MSIは、IntelとAMDの両方のプロセッサに対応できるモジュラーマザーボードに関するエイプリルフールのジョークを発信しました。同社がこのようなマザーボードを本格的に製造する予定はないものの(冗談です)、モジュラーマザーボードというコンセプトとその素晴らしさについて深く考えるきっかけとなりました。

どのように役立ちますか?

よく考えてみると、これは無限のアップグレードの可能性を秘めているように思えます。例えば、Intelベースのシステムを購入し、そのマザーボードにはSATA III(6Gbps)ポートが4つ、DDR3 RAMスロットが2つしかなく、M.2ポートがないとします。これらの機能を今すぐに強化したい場合、マザーボードを丸ごと買い替える必要があります。マザーボードの交換によって、以前のものよりも一部の機能は向上するかもしれませんが、他の部分では妥協せざるを得なくなる可能性があり、結果として「アップグレード」はむしろ「寄り道」のようなものになってしまうでしょう。

課題概要 1
モジュラーマザーボードの文章によれば、マザーボードの買い替えによる「アップグレード」が「寄り道」のようなものになってしまうのはなぜか、1〜3文で説明してください。
課題概要 2
レコードのうち、「Practice step: put one dot on the woman in houndstooth」を含む行からレコードの最後までの行(両端を含む)だけを、「Practice step」を「Exercise step」に更新し、それ以外は一切変えずに書き出すこと。

[位置特定用項目]
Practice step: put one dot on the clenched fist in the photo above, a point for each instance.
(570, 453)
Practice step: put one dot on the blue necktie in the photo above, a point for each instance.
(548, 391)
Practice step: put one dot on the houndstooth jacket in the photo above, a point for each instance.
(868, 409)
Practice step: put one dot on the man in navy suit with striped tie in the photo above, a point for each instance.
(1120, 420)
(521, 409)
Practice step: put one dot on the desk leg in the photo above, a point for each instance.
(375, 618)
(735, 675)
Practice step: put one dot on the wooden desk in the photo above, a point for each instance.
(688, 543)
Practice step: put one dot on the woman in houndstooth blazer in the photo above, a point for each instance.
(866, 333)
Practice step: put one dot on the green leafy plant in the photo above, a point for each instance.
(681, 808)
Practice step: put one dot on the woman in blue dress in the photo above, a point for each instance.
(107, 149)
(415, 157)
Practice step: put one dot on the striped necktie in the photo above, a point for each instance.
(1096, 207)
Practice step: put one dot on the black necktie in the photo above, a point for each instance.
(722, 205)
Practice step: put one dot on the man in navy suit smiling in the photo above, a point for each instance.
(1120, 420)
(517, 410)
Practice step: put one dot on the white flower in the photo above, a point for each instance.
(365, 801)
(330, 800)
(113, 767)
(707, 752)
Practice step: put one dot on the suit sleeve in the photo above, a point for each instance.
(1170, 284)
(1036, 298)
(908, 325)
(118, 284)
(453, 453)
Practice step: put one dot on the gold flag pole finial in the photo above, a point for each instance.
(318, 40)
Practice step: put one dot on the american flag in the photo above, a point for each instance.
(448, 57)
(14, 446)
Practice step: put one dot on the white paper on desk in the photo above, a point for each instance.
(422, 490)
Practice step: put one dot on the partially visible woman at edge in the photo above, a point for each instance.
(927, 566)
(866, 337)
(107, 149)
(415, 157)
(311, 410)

課題回答 1
マザーボードを交換すると、以前のものより一部の機能は向上するかもしれないが、他の部分では妥協せざるを得なくなる可能性があるからだ。

課題回答 2
Exercise step: put one dot on the woman in houndstooth blazer in the photo above, a point for each instance.
(866, 333)
Exercise step: put one dot on the green leafy plant in the photo above, a point for each instance.
(681, 808)
Exercise step: put one dot on the woman in blue dress in the photo above, a point for each instance.
(107, 149)
(415, 157)
Exercise step: put one dot on the striped necktie in the photo above, a point for each instance.
(1096, 207)
Exercise step: put one dot on the black necktie in the photo above, a point for each instance.
(722, 205)
Exercise step: put one dot on the man in navy suit smiling in the photo above, a point for each instance.
(1120, 420)
(517, 410)
Exercise step: put one dot on the white flower in the photo above, a point for each instance.
(365, 801)
(330, 800)
(113, 767)
(707, 752)
Exercise step: put one dot on the suit sleeve in the photo above, a point for each instance.
(1170, 284)
(1036, 298)
(908, 325)
(118, 284)
(453, 453)
Exercise step: put one dot on the gold flag pole finial in the photo above, a point for each instance.
(318, 40)
Exercise step: put one dot on the american flag in the photo above, a point for each instance.
(448, 57)
(14, 446)
Exercise step: put one dot on the white paper on desk in the photo above, a point for each instance.
(422, 490)
Exercise step: put one dot on the partially visible woman at edge in the photo above, a point for each instance.
(927, 566)
(866, 337)
(107, 149)
(415, 157)
(311, 410)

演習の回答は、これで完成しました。